■ **TASK DESCRIPTION**:
Using the listing below, retype the line bearing "Query: leafy tree" and each line after it, word for word, and nothing further.

______________________________

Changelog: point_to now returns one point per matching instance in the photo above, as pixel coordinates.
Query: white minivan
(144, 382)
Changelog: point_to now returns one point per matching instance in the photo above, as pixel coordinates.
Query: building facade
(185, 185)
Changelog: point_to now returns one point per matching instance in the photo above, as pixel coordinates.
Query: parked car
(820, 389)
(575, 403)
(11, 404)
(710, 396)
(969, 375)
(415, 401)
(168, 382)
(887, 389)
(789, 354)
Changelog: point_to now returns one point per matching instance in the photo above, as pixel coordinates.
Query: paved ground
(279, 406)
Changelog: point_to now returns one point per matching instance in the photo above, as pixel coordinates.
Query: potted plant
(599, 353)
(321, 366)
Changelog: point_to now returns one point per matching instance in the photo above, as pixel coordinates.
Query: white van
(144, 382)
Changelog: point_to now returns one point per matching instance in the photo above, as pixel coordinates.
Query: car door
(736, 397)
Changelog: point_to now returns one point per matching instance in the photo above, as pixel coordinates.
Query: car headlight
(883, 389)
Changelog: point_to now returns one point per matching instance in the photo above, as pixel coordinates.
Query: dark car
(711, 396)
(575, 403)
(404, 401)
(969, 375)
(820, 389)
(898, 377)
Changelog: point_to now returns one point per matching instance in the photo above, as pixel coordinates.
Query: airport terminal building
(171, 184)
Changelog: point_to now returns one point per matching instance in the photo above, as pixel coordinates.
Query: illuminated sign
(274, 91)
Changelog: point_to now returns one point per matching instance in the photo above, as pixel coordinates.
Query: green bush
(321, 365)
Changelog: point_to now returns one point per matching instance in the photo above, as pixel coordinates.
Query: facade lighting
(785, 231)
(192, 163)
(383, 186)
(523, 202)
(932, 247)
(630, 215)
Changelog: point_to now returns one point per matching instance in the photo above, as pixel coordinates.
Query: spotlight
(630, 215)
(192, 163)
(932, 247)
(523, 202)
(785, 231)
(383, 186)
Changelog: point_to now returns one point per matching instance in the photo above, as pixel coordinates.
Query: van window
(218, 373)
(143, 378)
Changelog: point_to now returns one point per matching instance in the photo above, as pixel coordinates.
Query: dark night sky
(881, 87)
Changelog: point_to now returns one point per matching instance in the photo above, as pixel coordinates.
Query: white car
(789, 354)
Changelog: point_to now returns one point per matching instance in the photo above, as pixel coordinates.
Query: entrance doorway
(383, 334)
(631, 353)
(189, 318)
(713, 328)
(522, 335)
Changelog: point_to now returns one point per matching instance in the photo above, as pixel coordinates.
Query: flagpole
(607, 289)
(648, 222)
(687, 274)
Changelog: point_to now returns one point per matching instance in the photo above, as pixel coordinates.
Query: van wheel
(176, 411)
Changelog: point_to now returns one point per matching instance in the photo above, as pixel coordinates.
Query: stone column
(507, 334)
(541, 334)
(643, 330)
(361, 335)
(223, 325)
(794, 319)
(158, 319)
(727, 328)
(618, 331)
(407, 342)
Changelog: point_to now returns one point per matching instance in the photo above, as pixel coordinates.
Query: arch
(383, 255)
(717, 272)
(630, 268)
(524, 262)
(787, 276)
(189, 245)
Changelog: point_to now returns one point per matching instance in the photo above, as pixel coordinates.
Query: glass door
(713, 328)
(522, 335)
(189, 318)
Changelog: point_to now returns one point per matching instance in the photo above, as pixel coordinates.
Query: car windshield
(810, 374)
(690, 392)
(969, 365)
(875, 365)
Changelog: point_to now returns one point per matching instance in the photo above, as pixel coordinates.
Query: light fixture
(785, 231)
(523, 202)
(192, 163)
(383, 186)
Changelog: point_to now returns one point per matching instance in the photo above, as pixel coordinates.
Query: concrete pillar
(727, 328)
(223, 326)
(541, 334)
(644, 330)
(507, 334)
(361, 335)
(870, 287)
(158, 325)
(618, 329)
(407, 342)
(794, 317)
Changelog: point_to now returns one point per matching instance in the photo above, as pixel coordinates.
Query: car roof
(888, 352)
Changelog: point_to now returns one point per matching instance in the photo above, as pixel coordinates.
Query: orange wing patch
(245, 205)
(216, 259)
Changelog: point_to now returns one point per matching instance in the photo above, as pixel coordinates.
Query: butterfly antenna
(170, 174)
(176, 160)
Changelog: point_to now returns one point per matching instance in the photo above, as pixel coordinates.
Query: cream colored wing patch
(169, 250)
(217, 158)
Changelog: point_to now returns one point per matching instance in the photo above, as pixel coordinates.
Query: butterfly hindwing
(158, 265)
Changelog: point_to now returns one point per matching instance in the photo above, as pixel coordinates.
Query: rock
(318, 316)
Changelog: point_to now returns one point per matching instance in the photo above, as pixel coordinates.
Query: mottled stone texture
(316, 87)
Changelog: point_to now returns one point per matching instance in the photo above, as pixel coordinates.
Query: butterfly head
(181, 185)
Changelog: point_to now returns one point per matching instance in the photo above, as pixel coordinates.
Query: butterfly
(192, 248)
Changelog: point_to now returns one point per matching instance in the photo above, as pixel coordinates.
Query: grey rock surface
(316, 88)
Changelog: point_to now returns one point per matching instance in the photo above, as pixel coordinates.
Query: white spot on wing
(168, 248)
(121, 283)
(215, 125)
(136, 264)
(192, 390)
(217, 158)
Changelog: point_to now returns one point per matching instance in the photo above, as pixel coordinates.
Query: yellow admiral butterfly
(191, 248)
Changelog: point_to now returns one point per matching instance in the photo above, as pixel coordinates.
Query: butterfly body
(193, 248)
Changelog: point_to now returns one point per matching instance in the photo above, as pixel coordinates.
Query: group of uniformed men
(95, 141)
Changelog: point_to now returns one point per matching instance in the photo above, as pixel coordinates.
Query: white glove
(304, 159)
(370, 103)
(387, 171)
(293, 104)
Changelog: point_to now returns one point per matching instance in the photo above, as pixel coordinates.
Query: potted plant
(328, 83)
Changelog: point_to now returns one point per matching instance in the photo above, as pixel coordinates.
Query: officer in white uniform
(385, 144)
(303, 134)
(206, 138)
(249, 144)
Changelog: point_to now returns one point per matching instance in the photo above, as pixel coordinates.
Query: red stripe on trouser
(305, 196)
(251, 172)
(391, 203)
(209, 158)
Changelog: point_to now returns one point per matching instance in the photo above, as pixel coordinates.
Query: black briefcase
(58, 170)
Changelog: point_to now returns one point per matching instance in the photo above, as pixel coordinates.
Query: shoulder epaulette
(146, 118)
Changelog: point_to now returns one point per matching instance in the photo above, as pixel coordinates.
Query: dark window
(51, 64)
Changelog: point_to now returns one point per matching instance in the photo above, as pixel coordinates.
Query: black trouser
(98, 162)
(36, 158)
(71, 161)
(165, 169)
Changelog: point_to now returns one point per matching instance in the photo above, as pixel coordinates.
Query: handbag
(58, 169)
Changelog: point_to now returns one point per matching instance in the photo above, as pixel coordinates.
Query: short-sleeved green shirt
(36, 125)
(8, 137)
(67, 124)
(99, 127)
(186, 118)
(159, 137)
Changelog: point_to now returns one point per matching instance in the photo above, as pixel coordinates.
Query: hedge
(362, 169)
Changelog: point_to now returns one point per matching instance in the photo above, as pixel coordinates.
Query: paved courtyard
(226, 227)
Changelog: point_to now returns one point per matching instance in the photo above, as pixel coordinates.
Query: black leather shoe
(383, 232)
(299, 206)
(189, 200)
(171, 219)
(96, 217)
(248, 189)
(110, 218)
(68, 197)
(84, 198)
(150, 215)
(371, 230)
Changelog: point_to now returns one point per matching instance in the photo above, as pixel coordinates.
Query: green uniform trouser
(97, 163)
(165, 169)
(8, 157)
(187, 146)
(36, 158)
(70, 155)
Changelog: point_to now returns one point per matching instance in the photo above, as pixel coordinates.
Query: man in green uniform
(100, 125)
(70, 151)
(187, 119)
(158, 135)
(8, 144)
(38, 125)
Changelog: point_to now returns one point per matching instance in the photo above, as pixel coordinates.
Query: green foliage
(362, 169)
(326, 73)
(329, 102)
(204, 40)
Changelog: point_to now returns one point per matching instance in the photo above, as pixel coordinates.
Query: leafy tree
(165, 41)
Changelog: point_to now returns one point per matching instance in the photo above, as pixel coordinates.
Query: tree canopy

______________________________

■ **SOLUTION TO THE PROBLEM**:
Query: leafy tree
(165, 41)
Changelog: point_to now returns one point per matching instance in the photo above, as pixel coordinates.
Query: tree canopy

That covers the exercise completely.